## EXERCISE GOAL
Quote every line below exactly as it reads.
* Begin RECORD SET *
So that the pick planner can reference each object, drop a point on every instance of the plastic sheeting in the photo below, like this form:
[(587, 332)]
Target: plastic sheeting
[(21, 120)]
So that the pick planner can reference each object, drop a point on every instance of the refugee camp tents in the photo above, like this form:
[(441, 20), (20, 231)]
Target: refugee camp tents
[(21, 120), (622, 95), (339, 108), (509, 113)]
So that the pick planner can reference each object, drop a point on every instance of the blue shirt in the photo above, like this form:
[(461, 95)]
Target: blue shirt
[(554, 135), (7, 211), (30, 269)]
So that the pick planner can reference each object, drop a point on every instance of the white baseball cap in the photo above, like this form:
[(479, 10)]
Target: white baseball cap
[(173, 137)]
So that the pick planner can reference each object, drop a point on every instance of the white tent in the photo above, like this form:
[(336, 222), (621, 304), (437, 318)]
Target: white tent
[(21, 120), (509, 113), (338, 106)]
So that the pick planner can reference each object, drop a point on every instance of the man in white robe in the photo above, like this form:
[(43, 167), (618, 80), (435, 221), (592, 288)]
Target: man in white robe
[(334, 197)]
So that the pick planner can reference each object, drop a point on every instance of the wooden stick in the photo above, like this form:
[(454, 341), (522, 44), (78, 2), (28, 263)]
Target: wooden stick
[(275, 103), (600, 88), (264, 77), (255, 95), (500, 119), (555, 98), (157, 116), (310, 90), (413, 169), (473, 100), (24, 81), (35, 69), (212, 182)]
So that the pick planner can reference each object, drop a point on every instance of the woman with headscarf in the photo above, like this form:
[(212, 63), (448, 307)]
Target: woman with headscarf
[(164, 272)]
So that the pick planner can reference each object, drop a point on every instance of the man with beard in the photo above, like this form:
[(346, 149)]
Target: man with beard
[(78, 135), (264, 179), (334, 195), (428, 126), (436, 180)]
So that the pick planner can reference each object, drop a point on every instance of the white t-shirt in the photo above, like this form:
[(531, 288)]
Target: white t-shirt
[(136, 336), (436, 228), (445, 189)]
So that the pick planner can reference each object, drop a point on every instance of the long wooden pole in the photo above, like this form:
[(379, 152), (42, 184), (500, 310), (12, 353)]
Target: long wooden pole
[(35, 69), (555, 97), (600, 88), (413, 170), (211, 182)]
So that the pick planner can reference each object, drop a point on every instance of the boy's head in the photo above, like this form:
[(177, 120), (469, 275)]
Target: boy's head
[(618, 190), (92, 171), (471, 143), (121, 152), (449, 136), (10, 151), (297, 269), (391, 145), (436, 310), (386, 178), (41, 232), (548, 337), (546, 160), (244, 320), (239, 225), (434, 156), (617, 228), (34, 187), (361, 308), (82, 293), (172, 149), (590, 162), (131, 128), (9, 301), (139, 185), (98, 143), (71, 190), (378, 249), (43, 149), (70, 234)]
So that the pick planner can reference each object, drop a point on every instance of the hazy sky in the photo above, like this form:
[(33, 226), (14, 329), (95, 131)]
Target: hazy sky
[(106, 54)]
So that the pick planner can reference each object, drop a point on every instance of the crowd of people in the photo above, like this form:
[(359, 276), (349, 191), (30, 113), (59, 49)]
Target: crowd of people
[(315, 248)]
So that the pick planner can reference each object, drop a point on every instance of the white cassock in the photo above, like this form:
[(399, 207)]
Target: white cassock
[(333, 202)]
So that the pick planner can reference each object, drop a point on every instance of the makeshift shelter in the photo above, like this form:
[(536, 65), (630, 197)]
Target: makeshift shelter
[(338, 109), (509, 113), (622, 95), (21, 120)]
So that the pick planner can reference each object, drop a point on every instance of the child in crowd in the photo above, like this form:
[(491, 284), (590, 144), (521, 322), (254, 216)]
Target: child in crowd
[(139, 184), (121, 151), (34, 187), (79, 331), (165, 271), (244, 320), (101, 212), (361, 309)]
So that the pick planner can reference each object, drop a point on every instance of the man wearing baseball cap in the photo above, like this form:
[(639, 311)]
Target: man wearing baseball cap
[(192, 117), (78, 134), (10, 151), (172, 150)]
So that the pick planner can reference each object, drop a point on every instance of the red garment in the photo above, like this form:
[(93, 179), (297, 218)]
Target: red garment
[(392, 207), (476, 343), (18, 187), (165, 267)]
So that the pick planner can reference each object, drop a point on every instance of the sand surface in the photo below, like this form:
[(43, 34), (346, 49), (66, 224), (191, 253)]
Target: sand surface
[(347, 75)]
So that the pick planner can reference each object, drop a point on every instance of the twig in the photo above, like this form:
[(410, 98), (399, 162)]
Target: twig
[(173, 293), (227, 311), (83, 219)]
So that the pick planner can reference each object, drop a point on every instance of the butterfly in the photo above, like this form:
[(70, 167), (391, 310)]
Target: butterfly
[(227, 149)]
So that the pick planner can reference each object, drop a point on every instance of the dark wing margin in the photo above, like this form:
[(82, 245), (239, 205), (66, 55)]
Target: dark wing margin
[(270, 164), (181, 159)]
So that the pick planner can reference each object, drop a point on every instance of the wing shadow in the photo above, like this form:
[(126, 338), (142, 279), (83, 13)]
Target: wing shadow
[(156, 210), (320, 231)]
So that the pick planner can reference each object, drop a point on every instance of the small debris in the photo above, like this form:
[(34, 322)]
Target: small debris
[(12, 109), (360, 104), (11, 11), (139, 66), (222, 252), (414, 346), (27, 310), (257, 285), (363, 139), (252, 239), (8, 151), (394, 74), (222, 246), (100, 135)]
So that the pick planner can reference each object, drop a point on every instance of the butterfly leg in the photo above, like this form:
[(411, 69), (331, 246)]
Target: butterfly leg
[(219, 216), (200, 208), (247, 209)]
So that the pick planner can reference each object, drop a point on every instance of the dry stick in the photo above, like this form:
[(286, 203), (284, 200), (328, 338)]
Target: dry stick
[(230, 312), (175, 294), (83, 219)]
* End RECORD SET *
## RIGHT ANSWER
So that the pick planner can reference each object, drop a point on every instance of the plastic sheeting in the photo below, like this form:
[(587, 332)]
Target: plastic sheeting
[(21, 120)]
So that the pick planner can reference each object, drop a point on every instance of the refugee camp tents in the photo above, like this form:
[(441, 20), (20, 231)]
Target: refugee camp tents
[(21, 120), (622, 95), (339, 108), (509, 113)]
So that the pick planner can reference each object, drop a point on every instance of the blue shirt in the photo above, like this form:
[(461, 95)]
Target: blue shirt
[(554, 135), (7, 211), (30, 269)]
So that the pick planner can reference each object, drop a point on every instance of the white baseball cap in the photo above, like this form:
[(479, 10)]
Target: white baseball cap
[(173, 137)]
So that the pick planner can reference each object, drop a point on every instance of the white tent in the photo above, like this form:
[(336, 222), (621, 304), (437, 318)]
Target: white tent
[(21, 120), (509, 113), (338, 106)]
So that the pick planner can reference each object, drop a point on every instance of the man in white robe in the photo above, like this form:
[(43, 167), (618, 80), (435, 221), (592, 288)]
Target: man in white robe
[(334, 197)]
So that the pick planner can reference each object, drop a point on every instance of the wooden stick in the photo above, like this form:
[(454, 341), (522, 44), (78, 2), (28, 263)]
Target: wooden stick
[(275, 103), (600, 88), (264, 77), (255, 95), (500, 119), (555, 98), (157, 116), (310, 90), (413, 169), (473, 100), (24, 81), (35, 69), (212, 182)]
So that the pick planner can reference each object, drop a point on every instance of the woman with headscarf in the photo above, like this form:
[(212, 63), (448, 307)]
Target: woman with headscarf
[(164, 272)]
So that the pick planner can reference each object, drop a point on every instance of the man with beard in the photo above, like this form:
[(346, 149)]
Target: man with beard
[(78, 135), (264, 179), (334, 195), (428, 126), (436, 180)]
So that the pick planner can reference each object, drop a point on every instance of the white t-shirt in the photo above, like this form:
[(531, 288)]
Target: white t-shirt
[(136, 336), (436, 228), (445, 189)]
So that the pick planner can reference each object, drop a point on every instance of the long wooden pole in the photo above, like this form:
[(379, 152), (42, 184), (500, 310), (12, 353)]
Target: long wooden pole
[(35, 69), (555, 97), (600, 88), (413, 170), (211, 182)]
So that the pick planner can reference each object, drop a point on every instance of the boy's head in the photo above, like this form:
[(177, 120), (469, 275)]
Target: boy's head
[(618, 190), (92, 171), (471, 143), (121, 152), (449, 136), (10, 151), (297, 269), (391, 145), (436, 310), (386, 178), (41, 232), (548, 337), (546, 160), (244, 320), (239, 225), (434, 156), (617, 228), (34, 187), (361, 308), (82, 293), (172, 149), (590, 162), (131, 128), (9, 301), (139, 185), (98, 143), (71, 190), (378, 249), (43, 149), (70, 234)]
So that the pick planner can reference each object, drop a point on every instance of the hazy sky in the photo above, like this form:
[(33, 226), (14, 329), (95, 131)]
Target: hazy sky
[(106, 54)]
So that the pick planner can reference each object, drop a point on every instance of the crowd of people in the photo above, like this form:
[(359, 276), (349, 191), (30, 113), (59, 49)]
Target: crowd of people
[(315, 248)]
So that the pick planner can reference each object, drop a point on every instance of the white cassock in the photo above, like this form:
[(399, 207)]
Target: white cassock
[(333, 202)]
So that the pick planner can reference each object, drop a point on every instance of the makeshift shelter in the photo above, like this form:
[(536, 65), (630, 197)]
Target: makeshift shelter
[(338, 109), (509, 113), (622, 95), (21, 120)]
So that the pick planner can reference each object, drop a point on every instance of the child in crowd in the photo above, like this form:
[(491, 284), (590, 144), (521, 322), (254, 216)]
Target: child in crowd
[(139, 184), (121, 151), (34, 187), (79, 331), (165, 271), (244, 320), (101, 212), (361, 309)]
So that the pick planner can reference each object, drop a point on every instance of the man wearing baseball cap in the photo above, like this form:
[(639, 311)]
Target: man wearing baseball cap
[(192, 117), (78, 134), (10, 151), (172, 150)]
So that the pick planner can reference each object, drop a point on every instance of the red garment in the photo above, like this form:
[(93, 179), (297, 218)]
Target: red garment
[(392, 207), (476, 343), (18, 187), (165, 267)]
So that the pick planner can reference each object, drop a point on every instance of the sand surface in the photo below, like this form:
[(43, 34), (346, 49), (66, 224), (191, 253)]
Target: sand surface
[(347, 75)]
So that the pick planner can reference each object, drop a point on every instance of the twig in the photo above, like this form:
[(410, 98), (399, 162)]
Target: twig
[(173, 293), (227, 311), (83, 219)]
So that the pick planner can reference each object, drop a point on every instance of the butterfly in the photo above, like this form:
[(70, 167), (391, 310)]
Target: butterfly
[(227, 149)]
So that the pick planner can reference each object, drop a point on every instance of the dark wing margin in the photo above, like this form:
[(82, 245), (239, 205), (66, 55)]
Target: dark wing margin
[(270, 164), (181, 159)]
So that the pick planner can reference each object, drop a point on every instance of the wing shadow in the photo above, like this form:
[(126, 338), (142, 279), (83, 13)]
Target: wing shadow
[(156, 210), (320, 231)]
So that the pick planner can reference each object, drop a point on every instance of the small debris in the photo above, like this form:
[(34, 322)]
Target: small debris
[(12, 109), (360, 104), (11, 11), (139, 66), (222, 252), (414, 346), (27, 310), (257, 285), (363, 139), (252, 239), (8, 151), (394, 74), (222, 246), (100, 135)]
So that the pick planner can reference each object, drop a point on every instance of the butterfly leg in the photo above, like this form:
[(411, 69), (331, 246)]
Target: butterfly leg
[(219, 216), (200, 208), (247, 209)]
So that the pick planner can reference each object, drop a point on every instance of the dry stick in the photo above, like this form:
[(286, 203), (284, 200), (328, 338)]
Target: dry stick
[(230, 312), (175, 294), (83, 219)]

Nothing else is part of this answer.